#### [Work to complete]
Report every line of the items below that contains the string "target", copying each such line in full.

◆ ◆ ◆

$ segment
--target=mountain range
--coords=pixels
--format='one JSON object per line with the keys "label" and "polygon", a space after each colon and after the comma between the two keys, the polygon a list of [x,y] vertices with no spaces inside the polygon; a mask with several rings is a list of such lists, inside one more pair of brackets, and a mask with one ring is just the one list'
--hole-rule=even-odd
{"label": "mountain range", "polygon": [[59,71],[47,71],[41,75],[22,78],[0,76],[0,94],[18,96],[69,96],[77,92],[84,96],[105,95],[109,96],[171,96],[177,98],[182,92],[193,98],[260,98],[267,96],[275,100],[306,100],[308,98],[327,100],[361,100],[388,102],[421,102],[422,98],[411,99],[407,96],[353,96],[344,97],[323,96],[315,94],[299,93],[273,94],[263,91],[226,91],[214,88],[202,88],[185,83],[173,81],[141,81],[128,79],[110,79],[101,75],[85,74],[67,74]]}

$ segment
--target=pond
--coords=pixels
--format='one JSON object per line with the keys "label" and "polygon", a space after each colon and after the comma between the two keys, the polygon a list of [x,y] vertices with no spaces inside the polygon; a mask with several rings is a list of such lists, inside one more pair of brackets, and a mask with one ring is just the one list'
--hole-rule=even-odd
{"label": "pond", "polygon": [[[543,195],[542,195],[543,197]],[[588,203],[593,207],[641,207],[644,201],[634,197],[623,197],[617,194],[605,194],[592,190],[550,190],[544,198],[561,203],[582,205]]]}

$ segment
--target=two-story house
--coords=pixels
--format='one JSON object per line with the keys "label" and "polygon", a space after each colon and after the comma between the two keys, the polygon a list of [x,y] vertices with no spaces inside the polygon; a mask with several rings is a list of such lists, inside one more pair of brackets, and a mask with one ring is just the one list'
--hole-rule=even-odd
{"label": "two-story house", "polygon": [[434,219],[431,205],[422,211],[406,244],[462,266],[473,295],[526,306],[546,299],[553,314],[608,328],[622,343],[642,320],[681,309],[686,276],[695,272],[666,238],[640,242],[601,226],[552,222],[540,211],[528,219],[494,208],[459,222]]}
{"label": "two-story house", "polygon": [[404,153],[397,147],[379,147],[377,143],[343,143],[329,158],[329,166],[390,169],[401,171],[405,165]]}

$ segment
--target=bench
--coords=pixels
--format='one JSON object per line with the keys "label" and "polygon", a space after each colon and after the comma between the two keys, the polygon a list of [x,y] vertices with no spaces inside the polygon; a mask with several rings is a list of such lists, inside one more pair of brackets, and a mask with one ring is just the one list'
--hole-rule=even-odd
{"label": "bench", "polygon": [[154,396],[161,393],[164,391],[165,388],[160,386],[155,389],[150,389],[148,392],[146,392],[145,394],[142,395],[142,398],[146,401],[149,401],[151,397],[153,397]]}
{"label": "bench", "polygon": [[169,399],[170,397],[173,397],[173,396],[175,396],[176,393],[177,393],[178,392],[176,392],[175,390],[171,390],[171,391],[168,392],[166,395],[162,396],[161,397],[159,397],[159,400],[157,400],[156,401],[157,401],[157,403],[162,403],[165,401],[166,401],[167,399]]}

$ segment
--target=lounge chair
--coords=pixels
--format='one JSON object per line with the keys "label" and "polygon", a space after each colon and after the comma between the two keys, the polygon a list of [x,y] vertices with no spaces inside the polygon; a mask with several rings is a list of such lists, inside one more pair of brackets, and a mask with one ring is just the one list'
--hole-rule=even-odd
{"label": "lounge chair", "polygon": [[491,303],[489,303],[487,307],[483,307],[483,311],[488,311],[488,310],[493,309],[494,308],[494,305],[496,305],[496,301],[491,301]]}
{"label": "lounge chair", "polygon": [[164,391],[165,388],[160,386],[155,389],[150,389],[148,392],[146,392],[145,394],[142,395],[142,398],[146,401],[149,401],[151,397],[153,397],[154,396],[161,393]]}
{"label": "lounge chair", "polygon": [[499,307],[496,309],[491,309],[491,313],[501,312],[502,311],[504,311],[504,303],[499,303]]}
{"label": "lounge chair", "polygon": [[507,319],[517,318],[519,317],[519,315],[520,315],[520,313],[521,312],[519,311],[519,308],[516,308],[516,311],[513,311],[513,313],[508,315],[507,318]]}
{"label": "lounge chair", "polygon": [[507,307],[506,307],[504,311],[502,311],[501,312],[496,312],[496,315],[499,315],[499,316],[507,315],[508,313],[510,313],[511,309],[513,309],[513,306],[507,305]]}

◆ ◆ ◆

#### [Reply to the task]
--target=mountain range
--target=pond
--target=two-story house
--target=bench
--target=lounge chair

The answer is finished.